--- TEXT SHOWN ---
☆ ☆ ☆ ☆ ☆
The crucial issues now are on how the issues
changed from seeking allotments of nazul shops on
lease, under the Nazul Shops Rules but
subsequently ’freehold’ rights being granted on
nazul estates? Can this be done?
Now the perspective of the cases are changing."
The Division Bench noted that the issue initially arising for decision
was: Are the petitioners entitled to receive a grant as a lease of shops
which are nazul properties and governed under the Nazul Shop Rules?
And, the answer of the State administration was: ’No’. The Division
Bench observed that the subsequent allotment as freehold in favour of
Rafiqunnisa was ’managed’. And this led the Division Bench on
embarking upon very wider issues of far reaching implications. Some
of the questions which the Division Bench entered into examining are
noted in the judgment itself; to wit, they are: (1) What is the concept
of nazul properties or estate? (2) What are the laws which relate to
government grants? (3) How did the State come to possess the land
which it could made available as a grant on certain terms and
conditions? (4) Who possesses lands for which there is no owner and
lands which are heirless?
☆ ☆ ☆ ☆ ☆
--- STORED RECORDS ---
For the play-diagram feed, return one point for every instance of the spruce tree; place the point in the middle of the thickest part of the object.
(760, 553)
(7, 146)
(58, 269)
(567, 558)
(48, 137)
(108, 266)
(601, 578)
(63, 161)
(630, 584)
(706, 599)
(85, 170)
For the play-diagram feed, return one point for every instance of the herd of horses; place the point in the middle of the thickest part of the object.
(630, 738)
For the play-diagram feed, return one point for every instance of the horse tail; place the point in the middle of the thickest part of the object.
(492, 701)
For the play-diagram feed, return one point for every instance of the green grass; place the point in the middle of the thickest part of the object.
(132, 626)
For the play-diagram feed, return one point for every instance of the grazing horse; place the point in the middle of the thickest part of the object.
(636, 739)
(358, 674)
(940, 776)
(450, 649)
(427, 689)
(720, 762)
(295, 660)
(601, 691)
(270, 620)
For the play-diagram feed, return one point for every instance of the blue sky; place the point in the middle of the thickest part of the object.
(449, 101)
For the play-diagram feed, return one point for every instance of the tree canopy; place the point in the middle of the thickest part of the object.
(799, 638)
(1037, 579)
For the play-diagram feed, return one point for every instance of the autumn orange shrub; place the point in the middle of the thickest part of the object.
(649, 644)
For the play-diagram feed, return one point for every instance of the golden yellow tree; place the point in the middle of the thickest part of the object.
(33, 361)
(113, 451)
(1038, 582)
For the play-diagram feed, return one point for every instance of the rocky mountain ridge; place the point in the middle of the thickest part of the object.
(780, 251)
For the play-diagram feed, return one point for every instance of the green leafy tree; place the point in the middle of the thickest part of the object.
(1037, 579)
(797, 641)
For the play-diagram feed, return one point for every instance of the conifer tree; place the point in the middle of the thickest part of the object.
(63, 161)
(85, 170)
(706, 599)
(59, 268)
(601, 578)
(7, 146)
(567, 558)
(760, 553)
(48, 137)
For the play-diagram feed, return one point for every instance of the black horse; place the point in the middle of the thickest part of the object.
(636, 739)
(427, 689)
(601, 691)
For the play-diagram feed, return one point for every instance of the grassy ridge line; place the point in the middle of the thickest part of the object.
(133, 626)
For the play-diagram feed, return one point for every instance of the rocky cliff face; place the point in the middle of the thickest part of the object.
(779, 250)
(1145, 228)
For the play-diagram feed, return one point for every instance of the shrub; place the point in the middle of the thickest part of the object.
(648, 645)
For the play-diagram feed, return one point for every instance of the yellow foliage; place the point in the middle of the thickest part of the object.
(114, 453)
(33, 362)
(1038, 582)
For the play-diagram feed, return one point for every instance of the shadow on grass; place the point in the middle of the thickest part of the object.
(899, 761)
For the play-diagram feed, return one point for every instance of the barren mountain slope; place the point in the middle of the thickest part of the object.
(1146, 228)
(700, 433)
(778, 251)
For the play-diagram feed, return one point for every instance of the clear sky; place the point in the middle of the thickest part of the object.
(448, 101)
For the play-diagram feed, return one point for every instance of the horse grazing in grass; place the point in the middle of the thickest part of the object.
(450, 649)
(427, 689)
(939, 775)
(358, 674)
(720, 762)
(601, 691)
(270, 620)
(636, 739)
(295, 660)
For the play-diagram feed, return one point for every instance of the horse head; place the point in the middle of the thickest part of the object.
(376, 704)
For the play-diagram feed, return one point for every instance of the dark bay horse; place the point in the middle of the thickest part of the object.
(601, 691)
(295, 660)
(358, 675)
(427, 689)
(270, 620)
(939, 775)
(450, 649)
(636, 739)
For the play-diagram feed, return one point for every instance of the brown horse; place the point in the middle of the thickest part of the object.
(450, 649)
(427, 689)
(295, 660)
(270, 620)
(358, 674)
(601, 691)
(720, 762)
☆ ☆ ☆ ☆ ☆
--- WRITTEN TASKS ---
#1 Using the judgment excerpt, decide whether each statement below agrees with it. Answer yes or no, and quote the deciding words.
(a) The State administration said the petitioners were not entitled to a lease of the shops.
(b) The Division Bench found the freehold allotment to Rafiqunnisa to be properly made.
(c) The Division Bench limited itself to the narrow question of the lease.
#2 Summarize the judgment excerpt in two sentences.
#3 Write the next part of the judgment excerpt, picking up after its last sentence.

--- OUTPUTS FOR THE TASKS ---
#1
(a) Yes: "And, the answer of the State administration was: ’No’."
(b) No: "the subsequent allotment as freehold in favour of Rafiqunnisa was ’managed’"
(c) No: "embarking upon very wider issues of far reaching implications"

#2 The Division Bench noted that the first issue was whether the petitioners could receive a lease of nazul shops under the Nazul Shop Rules, which the State administration refused. It also observed that a later freehold allotment to Rafiqunnisa was "managed," and this led it to examine wider questions: the concept of nazul property, the laws on government grants, how the State came to possess land it could grant, and who possesses ownerless and heirless lands.

#3
A bare reading of the impugned judgment shows that at no
point of time the three writ petitions seeking enforcement of certain
private rights were converted into public interest litigations nor did the
Court suo motu or otherwise initiate and register any independent
proceedings by way of public interest litigation putting the State or
anyone else to notice of its desire of enlarging the scope of hearing in
writ petitions and entering upon larger issues of general importance,
public significance and far reaching implications. The Division
Bench seems to have just diverted the course of hearing as if on to a
highway, abandoning the bye lanes, and, enlarging the dimension of
hearing without specifically putting the parties and others concerned
on notice. Certain queries seem to have been posed to the learned
Chief Standing Counsel for the State of U.P., who, obviously for want
of instructions, pleadings and documents, felt handicapped in
responding. This state of affairs is writ large from the following
passage occurring in the judgment:
"On one aspect there is no issue that these shops
are on nazul land and nazul property originally
managed by the then Municipal Board as managers
to the State of U.P. Specifically sight of the rules
ought not to be forgotten. The rules are known as
"Rules for the Grant of Leases of Sabji Mandi
Shops in the Allahabad District (Nazul Shops).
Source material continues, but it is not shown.